- _COMPLETE THE FOLLOWING_
1. In the MQTT tracing guide, how does the part that opens with the words containing "The tracing model" and closes with "the subscriber side." read if you switch "EMQX" to "the broker"?
2. Can you restate the MQTT tracing guide's paragraph beginning "In an MQTT system, a message passes" more briefly while keeping its main facts?

Skip to content

Full-Chain MQTT Message Tracing with EMQX Tables: Latency, Delivery, and Acknowledgment Analysis

In an MQTT system, a message passes through several key stages: the publisher sends it, the broker receives and routes it, delivers it to subscribers, and the subscribers acknowledge receipt (ACK). When issues such as message delays, consumer backlogs, ACK timeouts, duplicate consumption, or message loss occur, basic broker monitoring metrics alone are rarely sufficient to pinpoint which segment of the chain is at fault.

In a production environment, an MQTT message may go through:

  • Publisher network transmission latency
  • Broker receive and internal processing latency
  • Broker-to-subscriber delivery latency
  • Subscriber ACK return latency
  • Abnormal situations such as failed delivery or missing ACK

Beyond traditional broker metric monitoring, a tracing mechanism is needed to correlate and analyze the MQTT message lifecycle.

EMQX Cloud combines event topics, the rule engine, and Tables data integration to capture and correlate key events in the MQTT message lifecycle. This approach records message chain status and timestamps from the moment of publication, through broker delivery, to subscriber ACK confirmation.

This guide explains how to use EMQX Cloud and Tables to build a full-chain MQTT message observability system with the following capabilities:

  • Analyze publish, delivery, and ACK confirmation chains
  • Correlate message.publish, message.delivered, and message.acked events
  • Measure per-stage latency across Publisher, Broker, and Subscriber
  • Detect missing ACKs, incomplete chains, and potential message drops
  • Verify that messages were successfully delivered to subscribers
  • Use SQL to aggregate and analyze the message lifecycle for fault analysis

Prerequisites

Before starting, ensure the following conditions are met:

  • An EMQX v5 deployment is created and accessible.
  • Tables is deployed and accessible.
  • System clocks on the publisher and subscriber are synchronized.
  • The publisher includes a publish_at timestamp in the payload of each MQTT message.
  • QoS 1 or QoS 2 is used to enable capture of acknowledgment events.
  • Timestamps are handled in a consistent timezone across clients and the database. UTC is recommended.

Timestamp Definitions

The tracing model uses the following timestamps:

  • publish_at: The client-side timestamp written into the MQTT payload by the publisher.
  • publish_received_at: The time when EMQX receives the PUBLISH packet.
  • message_delivered: The time when EMQX delivers the message to the subscriber side.
  • message_acked: The time when EMQX receives the acknowledgment (ACK) from the subscriber.

These timestamps are used to calculate the latency at each stage of the transmission path.

- _RECORD SET_
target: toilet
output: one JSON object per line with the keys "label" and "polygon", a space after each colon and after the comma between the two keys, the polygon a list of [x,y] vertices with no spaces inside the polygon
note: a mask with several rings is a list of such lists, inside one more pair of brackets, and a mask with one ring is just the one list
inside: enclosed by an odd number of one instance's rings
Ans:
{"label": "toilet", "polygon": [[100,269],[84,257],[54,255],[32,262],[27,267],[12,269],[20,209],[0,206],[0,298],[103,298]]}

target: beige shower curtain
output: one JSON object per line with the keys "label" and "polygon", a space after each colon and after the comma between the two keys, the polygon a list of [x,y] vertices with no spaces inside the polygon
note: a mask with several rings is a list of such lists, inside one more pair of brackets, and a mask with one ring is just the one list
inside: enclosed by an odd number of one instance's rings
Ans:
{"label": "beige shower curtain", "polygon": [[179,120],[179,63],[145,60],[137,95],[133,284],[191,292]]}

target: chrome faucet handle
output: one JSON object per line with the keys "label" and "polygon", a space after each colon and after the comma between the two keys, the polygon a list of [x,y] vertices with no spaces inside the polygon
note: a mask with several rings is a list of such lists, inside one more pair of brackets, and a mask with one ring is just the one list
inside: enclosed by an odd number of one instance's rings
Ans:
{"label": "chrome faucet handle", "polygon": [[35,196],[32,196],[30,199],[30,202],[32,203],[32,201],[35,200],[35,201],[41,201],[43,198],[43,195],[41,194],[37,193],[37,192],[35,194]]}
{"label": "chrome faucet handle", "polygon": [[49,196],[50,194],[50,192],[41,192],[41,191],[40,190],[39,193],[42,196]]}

- _ANSWERS GIVEN_
1.
The tracing model uses the following timestamps:

  • publish_at: The client-side timestamp written into the MQTT payload by the publisher.
  • publish_received_at: The time when the broker receives the PUBLISH packet.
  • message_delivered: The time when the broker delivers the message to the subscriber side.

2. An MQTT message is sent by the publisher, received and routed by the broker, delivered to subscribers, and acknowledged (ACK) by them. When delays, consumer backlogs, ACK timeouts, duplicate consumption, or message loss occur, basic broker monitoring metrics rarely show which part of the chain is at fault.